▶ [Task statement]:
Copy every one of the rows below verbatim, making no changes of any kind.

Dataset rows
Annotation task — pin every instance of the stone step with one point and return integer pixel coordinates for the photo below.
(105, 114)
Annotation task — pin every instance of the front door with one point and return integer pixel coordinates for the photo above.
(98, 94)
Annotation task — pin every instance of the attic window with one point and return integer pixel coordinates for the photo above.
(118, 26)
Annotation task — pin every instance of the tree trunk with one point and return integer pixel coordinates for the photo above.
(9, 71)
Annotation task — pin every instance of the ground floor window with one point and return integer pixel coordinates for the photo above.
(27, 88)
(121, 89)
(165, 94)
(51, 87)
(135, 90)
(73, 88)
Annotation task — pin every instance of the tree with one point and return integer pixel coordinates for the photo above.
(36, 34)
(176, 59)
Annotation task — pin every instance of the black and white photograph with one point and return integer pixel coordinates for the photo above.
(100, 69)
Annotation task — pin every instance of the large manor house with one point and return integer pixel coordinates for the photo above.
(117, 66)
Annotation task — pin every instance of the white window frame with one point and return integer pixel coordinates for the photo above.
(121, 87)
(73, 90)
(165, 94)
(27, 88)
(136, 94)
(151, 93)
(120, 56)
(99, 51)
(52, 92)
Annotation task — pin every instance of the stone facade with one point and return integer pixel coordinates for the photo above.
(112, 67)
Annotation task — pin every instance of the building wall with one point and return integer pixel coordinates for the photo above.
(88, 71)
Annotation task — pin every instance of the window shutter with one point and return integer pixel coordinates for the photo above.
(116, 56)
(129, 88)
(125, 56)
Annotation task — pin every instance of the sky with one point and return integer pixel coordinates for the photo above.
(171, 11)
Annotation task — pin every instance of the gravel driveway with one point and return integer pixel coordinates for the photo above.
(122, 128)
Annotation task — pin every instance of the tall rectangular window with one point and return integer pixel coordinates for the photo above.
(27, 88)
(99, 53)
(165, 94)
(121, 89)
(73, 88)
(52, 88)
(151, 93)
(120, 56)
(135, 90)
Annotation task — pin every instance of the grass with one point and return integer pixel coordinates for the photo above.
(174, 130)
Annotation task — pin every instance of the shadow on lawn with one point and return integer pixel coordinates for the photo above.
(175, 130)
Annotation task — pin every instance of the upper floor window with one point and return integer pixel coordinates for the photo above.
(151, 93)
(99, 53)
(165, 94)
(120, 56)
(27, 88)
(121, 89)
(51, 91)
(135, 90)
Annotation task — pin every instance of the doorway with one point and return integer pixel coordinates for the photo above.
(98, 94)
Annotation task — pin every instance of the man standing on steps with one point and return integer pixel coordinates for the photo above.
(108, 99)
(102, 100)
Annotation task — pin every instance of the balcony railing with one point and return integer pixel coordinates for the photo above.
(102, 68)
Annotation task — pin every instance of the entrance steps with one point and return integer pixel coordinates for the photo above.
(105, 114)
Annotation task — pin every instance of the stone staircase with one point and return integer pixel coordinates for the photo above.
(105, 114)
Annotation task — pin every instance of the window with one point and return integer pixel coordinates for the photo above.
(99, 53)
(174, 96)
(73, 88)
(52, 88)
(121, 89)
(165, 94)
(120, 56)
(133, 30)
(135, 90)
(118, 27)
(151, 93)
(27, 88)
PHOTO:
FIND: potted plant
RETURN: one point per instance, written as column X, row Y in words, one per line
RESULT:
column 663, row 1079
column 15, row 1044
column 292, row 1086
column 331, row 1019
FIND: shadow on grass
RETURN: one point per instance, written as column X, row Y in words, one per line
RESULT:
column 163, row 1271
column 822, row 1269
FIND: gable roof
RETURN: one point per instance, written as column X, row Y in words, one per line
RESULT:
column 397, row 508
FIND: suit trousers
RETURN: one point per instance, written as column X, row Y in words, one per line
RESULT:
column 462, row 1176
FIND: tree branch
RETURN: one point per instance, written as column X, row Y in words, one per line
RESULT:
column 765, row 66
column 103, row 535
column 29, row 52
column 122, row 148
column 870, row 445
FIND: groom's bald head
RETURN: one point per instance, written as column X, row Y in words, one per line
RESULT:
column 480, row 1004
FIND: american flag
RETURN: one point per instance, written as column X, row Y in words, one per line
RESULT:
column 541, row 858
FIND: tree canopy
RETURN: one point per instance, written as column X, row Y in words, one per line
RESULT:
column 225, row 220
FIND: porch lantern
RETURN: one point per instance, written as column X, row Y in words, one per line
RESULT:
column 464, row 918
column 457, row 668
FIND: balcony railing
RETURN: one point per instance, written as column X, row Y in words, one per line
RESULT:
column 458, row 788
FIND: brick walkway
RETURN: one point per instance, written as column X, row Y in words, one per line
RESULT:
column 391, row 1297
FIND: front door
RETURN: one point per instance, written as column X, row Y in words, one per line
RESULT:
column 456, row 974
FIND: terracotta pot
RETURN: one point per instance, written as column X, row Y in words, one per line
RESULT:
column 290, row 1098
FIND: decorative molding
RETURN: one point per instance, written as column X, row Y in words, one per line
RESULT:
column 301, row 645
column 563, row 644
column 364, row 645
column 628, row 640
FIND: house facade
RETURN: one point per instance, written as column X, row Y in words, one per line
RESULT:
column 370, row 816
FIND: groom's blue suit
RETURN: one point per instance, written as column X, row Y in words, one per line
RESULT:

▶ [Correct result]:
Annotation task — pin every instance of the stone step with one point and return integer pixel coordinates for the photo below.
(105, 114)
Annotation task — pin every instance of the front door with one point and return integer pixel coordinates for the photo above.
(98, 94)
Annotation task — pin every instance of the attic window with one point and return integer pixel coordinates for the photo above.
(118, 26)
Annotation task — pin every instance of the tree trunk with one point and return integer pixel coordinates for the photo above.
(9, 71)
Annotation task — pin every instance of the ground floor window with one point and return integer pixel coordinates for the photo above.
(27, 88)
(121, 89)
(165, 94)
(51, 87)
(135, 90)
(73, 88)
Annotation task — pin every instance of the tree with one point and return integer pixel coordinates for the photo above.
(36, 34)
(176, 59)
Annotation task — pin every instance of the black and white photograph with one point and return integer pixel coordinates for the photo above.
(100, 69)
Annotation task — pin every instance of the large manor house with one point and return integer pixel coordinates for the photo above.
(117, 66)
Annotation task — pin every instance of the white window frame with one point and return integer pixel coordinates for the photo above.
(121, 87)
(73, 90)
(165, 94)
(27, 88)
(136, 94)
(151, 93)
(120, 56)
(99, 51)
(52, 92)
Annotation task — pin every instance of the stone facade with one point and return integer pixel coordinates for the photo above.
(112, 67)
Annotation task — pin every instance of the building wall with one point and return integer pixel coordinates for the photo above.
(88, 71)
Annotation task — pin every instance of the window shutter with one point and return integer pixel coordinates for the photo above.
(116, 56)
(129, 88)
(125, 56)
Annotation task — pin every instance of the sky with one point and return integer pixel coordinates for the photo above.
(171, 11)
Annotation task — pin every instance of the gravel driveway with one point and return integer pixel coordinates for the photo above.
(122, 128)
Annotation task — pin every instance of the tall rectangular window with one point and return integer pixel coordinates for the photo above.
(27, 88)
(99, 53)
(165, 94)
(121, 89)
(73, 88)
(52, 88)
(151, 93)
(120, 56)
(135, 90)
Annotation task — pin every instance of the grass with one point and return integer pixel coordinates for the photo above.
(174, 130)
Annotation task — pin every instance of the shadow on lawn with one point and return integer pixel coordinates for the photo above.
(175, 130)
Annotation task — pin every instance of the upper floor window with one point and return integer pixel coordinates for the photo above.
(151, 93)
(99, 53)
(165, 94)
(120, 56)
(27, 88)
(121, 89)
(51, 91)
(135, 90)
Annotation task — pin every instance of the doorway with one point and return integer pixel coordinates for the photo above.
(98, 94)
Annotation task — pin every instance of the man standing on steps with one point and return integer pixel coordinates for the photo above.
(108, 99)
(102, 100)
Annotation task — pin every instance of the balcony railing with one point and return integer pixel coordinates for the photo above.
(102, 68)
Annotation task — pin every instance of the entrance steps with one point and return integer pixel coordinates for the photo above.
(105, 114)
Annotation task — pin every instance of the stone staircase with one point and return integer pixel coordinates for the photo above.
(105, 114)
Annotation task — pin every instance of the window with one point and return integer pixel coordinates for the photo above.
(99, 53)
(174, 96)
(73, 88)
(52, 88)
(121, 89)
(165, 94)
(120, 56)
(133, 30)
(135, 90)
(118, 27)
(151, 93)
(27, 88)
PHOTO:
FIND: potted plant
RETURN: one point per instance, written as column X, row Y in words, one per line
RESULT:
column 663, row 1079
column 15, row 1044
column 292, row 1086
column 331, row 1019
FIND: shadow on grass
RETURN: one point per instance, written as column X, row Y in words, one per line
RESULT:
column 163, row 1271
column 822, row 1269
FIND: gable roof
RETURN: one point per instance, written as column X, row Y in words, one per line
RESULT:
column 397, row 508
FIND: suit trousers
RETURN: one point per instance, written as column X, row Y in words, one per line
RESULT:
column 462, row 1176
FIND: tree branch
RETURN: one point per instance, written as column X, row Y in words, one per line
RESULT:
column 765, row 66
column 103, row 535
column 29, row 52
column 122, row 148
column 870, row 445
FIND: groom's bald head
RETURN: one point per instance, written as column X, row Y in words, one per line
RESULT:
column 480, row 1004
FIND: american flag
RETURN: one point per instance, written as column X, row Y in words, one per line
RESULT:
column 541, row 858
FIND: tree canopy
RETURN: one point per instance, written as column X, row Y in words, one per line
RESULT:
column 225, row 220
FIND: porch lantern
RETURN: one point per instance, written as column X, row Y in words, one per line
RESULT:
column 464, row 918
column 457, row 668
FIND: balcony railing
RETURN: one point per instance, written as column X, row Y in words, one per line
RESULT:
column 458, row 788
FIND: brick walkway
RETURN: one point per instance, written as column X, row Y in words, one per line
RESULT:
column 391, row 1297
FIND: front door
RETURN: one point per instance, written as column X, row Y in words, one per line
RESULT:
column 456, row 974
FIND: terracotta pot
RETURN: one point per instance, written as column X, row Y in words, one per line
RESULT:
column 290, row 1098
FIND: decorative molding
RETURN: one point per instance, written as column X, row Y in words, one per line
RESULT:
column 301, row 645
column 563, row 644
column 364, row 645
column 628, row 640
FIND: house facade
RETURN: one point per instance, written as column X, row Y in words, one per line
RESULT:
column 370, row 816
FIND: groom's blue suit
RETURN: one point per instance, written as column X, row Y in words, one per line
RESULT:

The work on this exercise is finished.